Que faire, dans ces conditions, pour faire que le travail, ses conditions et ses finalités ne mettent pas en danger la société en y aggravant le risque de violence ? Distinguons d’abord ce qui est impossible de ce qui est possible :

4-1 Ce qui est impossible

Le retour à l’artisanat généralisé précapitaliste, à la morale du devoir traditionnelle, au nationalisme républicain, à l’autorité hiérarchique et militaire dans les entreprises ou à l’école et à l’autorité sans limites des états sont des nostalgies, soit stériles dans un contexte de libéralisme individualiste peu ou prou irréversible, soit liberticides et totalitaires, dans la mesure où leur mise en œuvre exigerait la transformation violente et/ou la conversion religieuse radicale des consciences et des mentalités. Il y a incompatibilité radicale entre la société moderne, pluraliste et individualiste, le modèle de la démocratie politique et le refus du libéralisme politique et culturel. Les projets tournés vers un prétendu passé moralement supérieur ne sont donc pas possibles sans révolution politique et culturelle réactionnaire et donc pas souhaitables. Du point de vue de la liberté et du droit au bonheur, aujourd’hui irréfutable, en l’absence de le perspective transcendante du salut post-mortem, il vaut mieux une société marchande même injuste, qu’une société communautariste et religieuse.

4-2 Ce qui est possible.

=== Liste des enregistrements ===
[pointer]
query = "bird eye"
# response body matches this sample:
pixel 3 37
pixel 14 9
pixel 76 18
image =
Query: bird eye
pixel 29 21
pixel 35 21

=== Consignes de l'exercice ===
1 - Répondez à ces questions sur l'extrait :
(a) Quelle distinction l'extrait propose-t-il de faire d'abord ?
(b) Entre quoi, selon l'extrait, y a-t-il incompatibilité radicale ?
(c) Du point de vue de la liberté et du droit au bonheur, que vaut-il mieux selon l'extrait ?
2 - Ces affirmations concordent-elles avec l'extrait ? Répondez par oui ou par non, puis citez les mots de l'extrait qui tranchent.
(a) Les projets tournés vers un passé moralement supérieur sont jugés souhaitables.
(b) Le retour à l'autorité hiérarchique et militaire dans les entreprises est présenté comme une nostalgie.
(c) Le libéralisme individualiste est décrit comme facilement réversible.
Les enregistrements ne jouent ici aucun rôle.

=== Réponses aux consignes ===
1 -
(a) Distinguer ce qui est impossible de ce qui est possible.
(b) Entre la société moderne, pluraliste et individualiste, le modèle de la démocratie politique et le refus du libéralisme politique et culturel.
(c) Une société marchande, même injuste, plutôt qu'une société communautariste et religieuse.

2 -
(a) Non : « ne sont donc pas possibles sans révolution politique et culturelle réactionnaire et donc pas souhaitables ».
(b) Oui : « sont des nostalgies ».
(c) Non : « libéralisme individualiste peu ou prou irréversible ».